Do We Deserve Love?

Posted By on Mar 6, 2018 | 0 comments


Do We Deserve Love?
By Z Zoccolante

 

In some strange little Saturday night vortex of my college life, I remember chillin’ alone in my dorm room, playing Bjork on repeat, and getting utterly lost in the lyrics:

 

You’ll be given love
You’ll be taken care of
You’ll be given love
You have to trust it
(Björk – All is Full of Love (Official Music Video)

 

It felt like I was locked in meditative trance, like a hula-hoop circling down a vacant street. There was no thought of a boy, or girl, no heartbreak, no traumatic sorrow. It felt as though I was sensing the connection between all things.

 

Society tells us that love is a thing of fairytales, of meet-cutes, and happily ever afters. These fairytales sound more like trauma bonding than love. Love songs give us messages that we don’t exist until someone loves us.

 

Romantic love is only one kind of love but it’s the one our culture tends to focus on.

 

I can’t stop thinking of a conversation I had with a friend. In conversation they said that no one deserves love, it was earned, and that it was a privilege to be loved.

 

Even though I completely disagreed about deserving love I think that being loved is a privilege, or in my wording – a gift.

 

Still, this conversation rattled around in my head and got under my skin in a way I didn’t like. So love has been on my brain while driving on the 405.

 

So I began my self-questioning, talking to myself with the windows up. “Do we deserve love?” My answer is yes, but their answer was no, so where’s the disconnect?

 

A lot of people talk about entitlement – a “belief that one is deserving of or entitled to certain privileges.”

 

Deserve – to “do something or have or show qualities worthy of (reward or punishment)”

TASKS AND EXERCISES:
a – Print the part of the post on deserving love from "I can’t stop" to "where’s the disconnect?".
b – In the post on deserving love, what did the friend say about whether anyone deserves love?
These items come from a separate source.

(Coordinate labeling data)
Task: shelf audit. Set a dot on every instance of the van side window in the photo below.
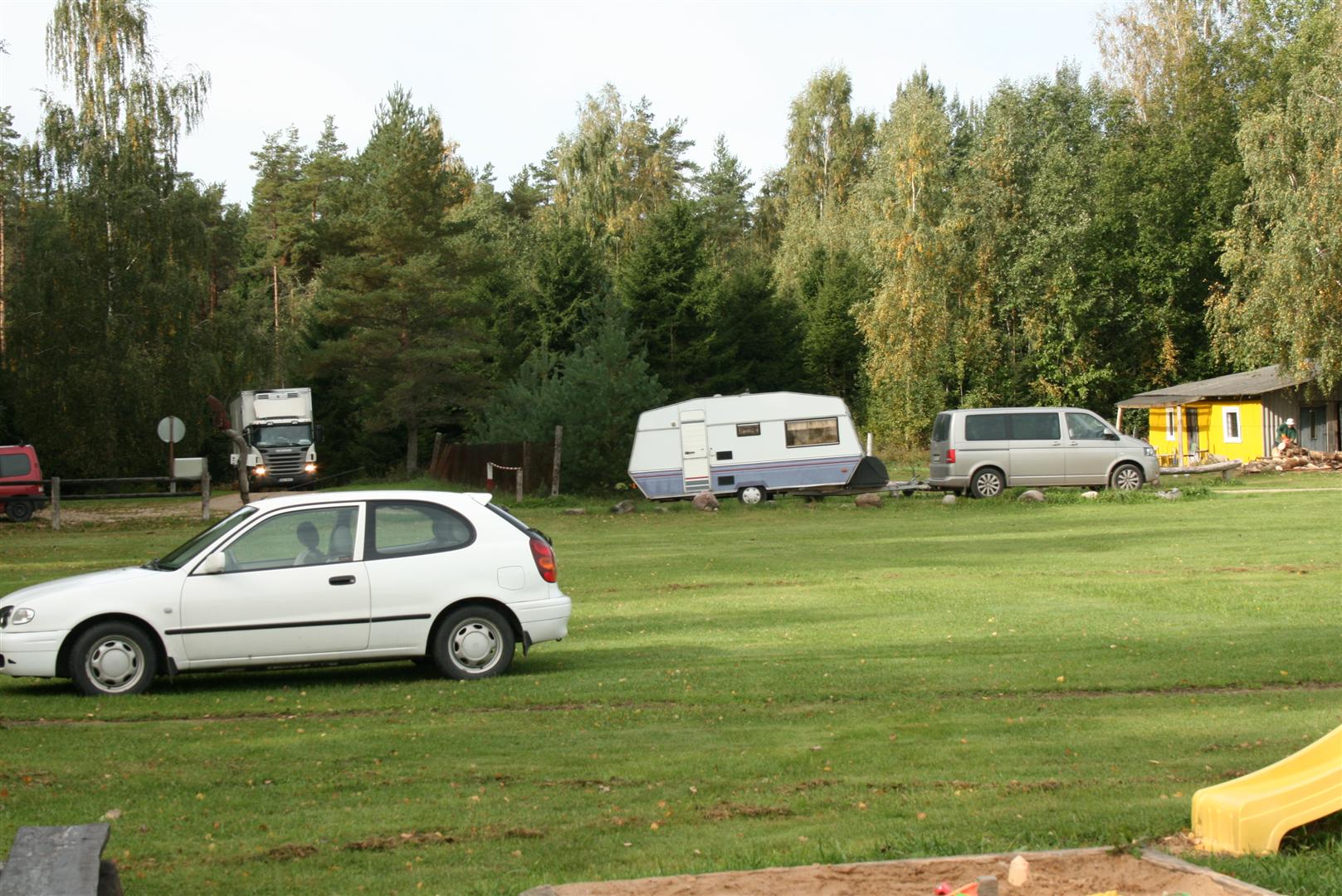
(1035, 426)
(985, 426)
(13, 465)
(823, 431)
(1085, 426)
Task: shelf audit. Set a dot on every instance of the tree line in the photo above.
(1061, 241)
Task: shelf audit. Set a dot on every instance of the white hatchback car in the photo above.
(435, 577)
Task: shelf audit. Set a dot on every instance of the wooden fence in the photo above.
(465, 465)
(54, 495)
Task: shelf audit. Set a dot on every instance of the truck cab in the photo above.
(281, 436)
(19, 465)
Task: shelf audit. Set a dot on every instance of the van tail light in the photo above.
(544, 557)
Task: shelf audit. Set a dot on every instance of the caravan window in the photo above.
(823, 431)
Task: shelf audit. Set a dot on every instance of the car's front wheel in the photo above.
(988, 483)
(113, 658)
(474, 643)
(19, 510)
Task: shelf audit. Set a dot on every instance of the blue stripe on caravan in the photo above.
(778, 474)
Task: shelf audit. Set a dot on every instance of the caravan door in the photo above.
(694, 451)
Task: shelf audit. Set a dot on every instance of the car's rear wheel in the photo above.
(987, 483)
(113, 658)
(19, 510)
(1126, 478)
(474, 643)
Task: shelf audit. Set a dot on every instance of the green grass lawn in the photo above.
(770, 685)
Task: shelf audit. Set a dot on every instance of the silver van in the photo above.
(987, 450)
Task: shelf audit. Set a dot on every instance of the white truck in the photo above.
(281, 435)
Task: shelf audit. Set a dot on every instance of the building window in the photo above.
(823, 431)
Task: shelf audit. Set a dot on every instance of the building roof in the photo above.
(1251, 382)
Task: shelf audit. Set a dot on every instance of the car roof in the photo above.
(304, 499)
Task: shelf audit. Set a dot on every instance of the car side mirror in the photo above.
(212, 565)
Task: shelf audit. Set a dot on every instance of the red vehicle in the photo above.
(19, 463)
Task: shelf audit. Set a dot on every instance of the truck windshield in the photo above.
(182, 556)
(282, 436)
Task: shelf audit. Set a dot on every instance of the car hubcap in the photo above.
(476, 645)
(115, 665)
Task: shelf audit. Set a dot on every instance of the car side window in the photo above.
(1035, 426)
(985, 426)
(298, 538)
(1085, 426)
(13, 465)
(402, 528)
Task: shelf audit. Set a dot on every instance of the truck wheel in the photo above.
(19, 510)
(752, 495)
(113, 658)
(987, 483)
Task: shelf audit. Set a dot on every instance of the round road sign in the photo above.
(172, 430)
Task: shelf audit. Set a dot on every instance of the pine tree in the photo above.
(406, 318)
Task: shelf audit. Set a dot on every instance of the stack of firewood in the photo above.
(1296, 458)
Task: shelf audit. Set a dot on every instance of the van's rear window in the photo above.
(13, 465)
(985, 426)
(823, 431)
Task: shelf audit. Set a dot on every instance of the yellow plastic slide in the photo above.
(1251, 813)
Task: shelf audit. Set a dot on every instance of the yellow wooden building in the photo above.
(1237, 416)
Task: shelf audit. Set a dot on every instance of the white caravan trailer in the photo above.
(752, 447)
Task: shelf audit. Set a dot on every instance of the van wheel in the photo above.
(1126, 478)
(113, 658)
(987, 483)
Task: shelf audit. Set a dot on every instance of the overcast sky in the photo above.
(508, 76)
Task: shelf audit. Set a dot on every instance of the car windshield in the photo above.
(282, 436)
(185, 553)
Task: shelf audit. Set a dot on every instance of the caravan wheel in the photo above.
(752, 495)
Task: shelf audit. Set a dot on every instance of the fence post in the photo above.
(437, 451)
(559, 444)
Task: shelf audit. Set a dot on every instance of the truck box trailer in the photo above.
(752, 446)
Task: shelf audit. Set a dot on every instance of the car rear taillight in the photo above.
(544, 557)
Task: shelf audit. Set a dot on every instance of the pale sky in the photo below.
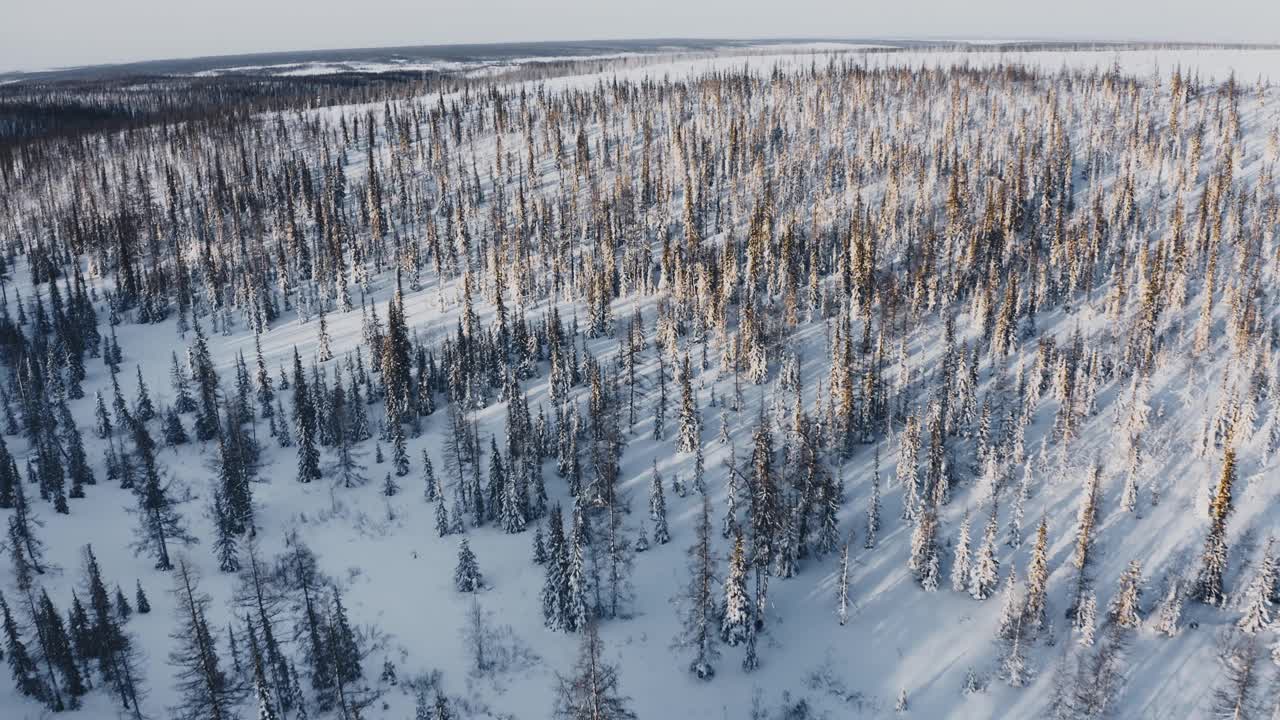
(48, 33)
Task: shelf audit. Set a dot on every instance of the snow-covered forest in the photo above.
(804, 382)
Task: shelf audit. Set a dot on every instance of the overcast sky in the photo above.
(46, 33)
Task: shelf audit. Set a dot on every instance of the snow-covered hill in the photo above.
(1054, 285)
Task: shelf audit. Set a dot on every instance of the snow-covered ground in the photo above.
(397, 575)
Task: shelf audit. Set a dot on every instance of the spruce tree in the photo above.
(205, 691)
(305, 420)
(466, 574)
(698, 605)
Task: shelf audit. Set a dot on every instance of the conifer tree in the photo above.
(1257, 597)
(960, 569)
(305, 419)
(205, 689)
(842, 587)
(690, 424)
(1037, 579)
(1208, 584)
(160, 523)
(466, 575)
(736, 615)
(593, 689)
(698, 605)
(986, 570)
(26, 674)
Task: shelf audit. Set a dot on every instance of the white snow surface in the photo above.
(397, 574)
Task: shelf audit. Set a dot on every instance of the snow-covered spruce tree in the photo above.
(1237, 693)
(1258, 596)
(204, 688)
(842, 587)
(556, 584)
(305, 420)
(1037, 580)
(960, 565)
(159, 522)
(1124, 609)
(736, 615)
(466, 574)
(593, 691)
(690, 423)
(1208, 583)
(26, 673)
(698, 602)
(1084, 531)
(658, 509)
(923, 560)
(986, 570)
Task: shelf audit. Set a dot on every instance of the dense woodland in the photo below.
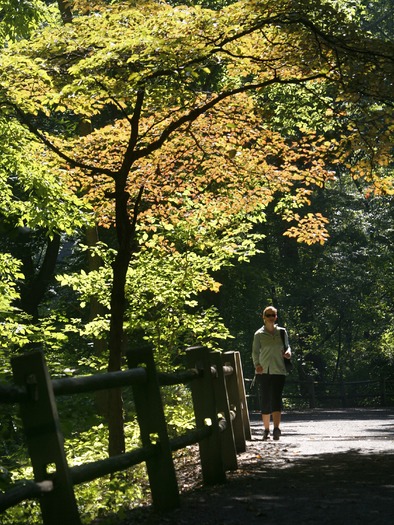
(167, 170)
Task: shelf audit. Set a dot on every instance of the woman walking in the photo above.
(268, 354)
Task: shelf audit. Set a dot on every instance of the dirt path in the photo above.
(329, 467)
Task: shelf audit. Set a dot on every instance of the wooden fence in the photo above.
(324, 394)
(221, 414)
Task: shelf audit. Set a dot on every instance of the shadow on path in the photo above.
(321, 474)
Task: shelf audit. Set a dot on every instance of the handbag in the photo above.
(288, 362)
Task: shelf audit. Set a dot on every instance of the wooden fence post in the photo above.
(382, 384)
(237, 397)
(229, 454)
(311, 392)
(203, 396)
(44, 440)
(151, 419)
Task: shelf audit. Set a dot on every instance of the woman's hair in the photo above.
(271, 309)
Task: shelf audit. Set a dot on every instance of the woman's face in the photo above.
(269, 316)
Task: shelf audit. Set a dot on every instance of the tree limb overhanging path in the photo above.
(330, 466)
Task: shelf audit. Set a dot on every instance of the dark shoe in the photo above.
(277, 433)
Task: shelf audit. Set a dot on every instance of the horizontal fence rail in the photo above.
(221, 415)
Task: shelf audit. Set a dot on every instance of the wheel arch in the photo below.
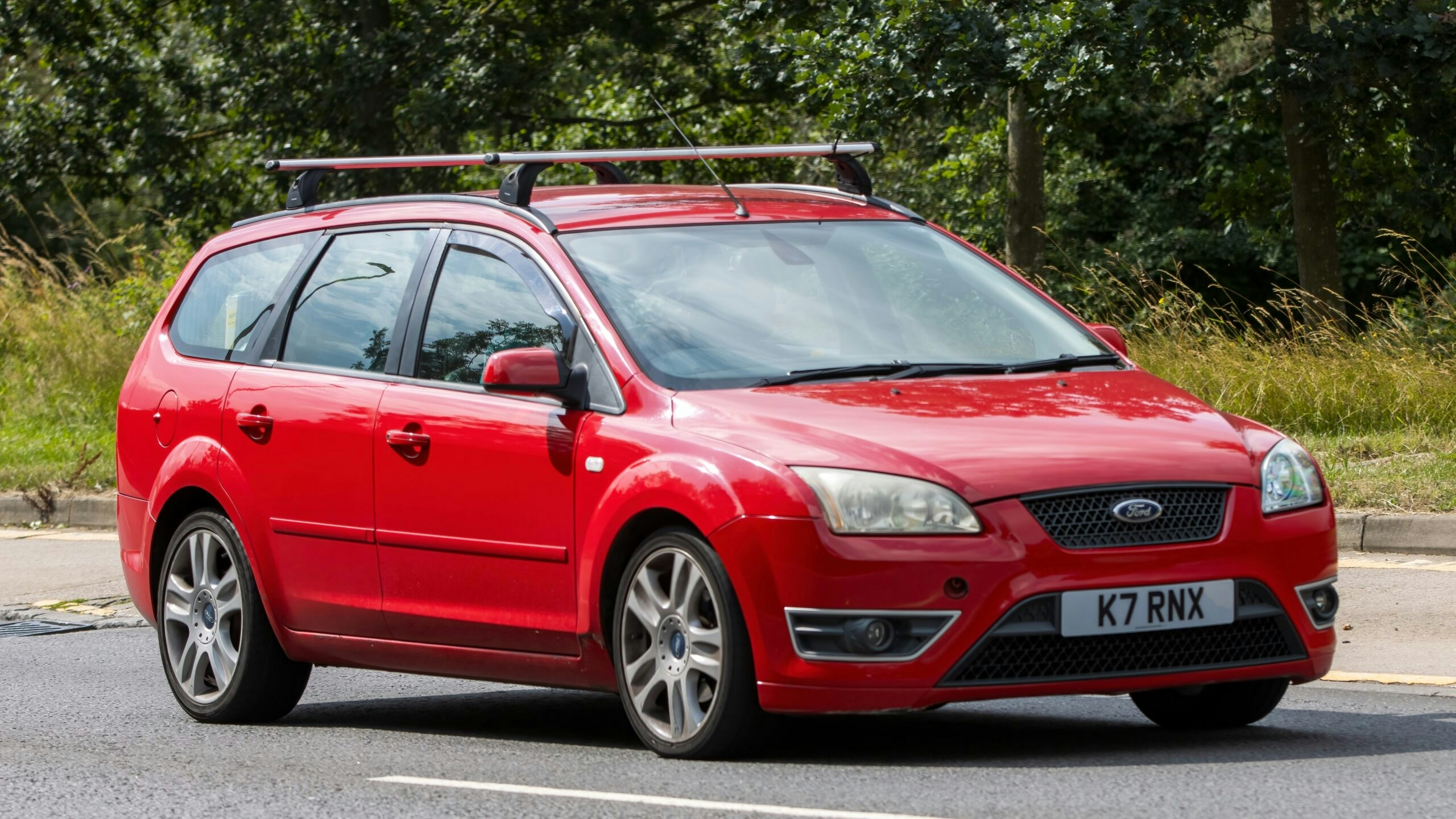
(630, 535)
(177, 509)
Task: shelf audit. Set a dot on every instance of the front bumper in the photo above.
(778, 563)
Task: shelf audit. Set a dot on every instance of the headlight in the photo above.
(1290, 478)
(864, 503)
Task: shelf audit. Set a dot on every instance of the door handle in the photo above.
(401, 437)
(254, 423)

ANSWERS TO EACH TASK:
a –
I can’t stop thinking of a conversation I had with a friend. In conversation they said that no one deserves love, it was earned, and that it was a privilege to be loved.

 

Even though I completely disagreed about deserving love I think that being loved is a privilege, or in my wording – a gift.

 

Still, this conversation rattled around in my head and got under my skin in a way I didn’t like. So love has been on my brain while driving on the 405.

 

So I began my self-questioning, talking to myself with the windows up. “Do we deserve love?” My answer is yes, but their answer was no, so where’s the disconnect?

b – The friend said no one deserves love, that it is earned, and that being loved is a privilege.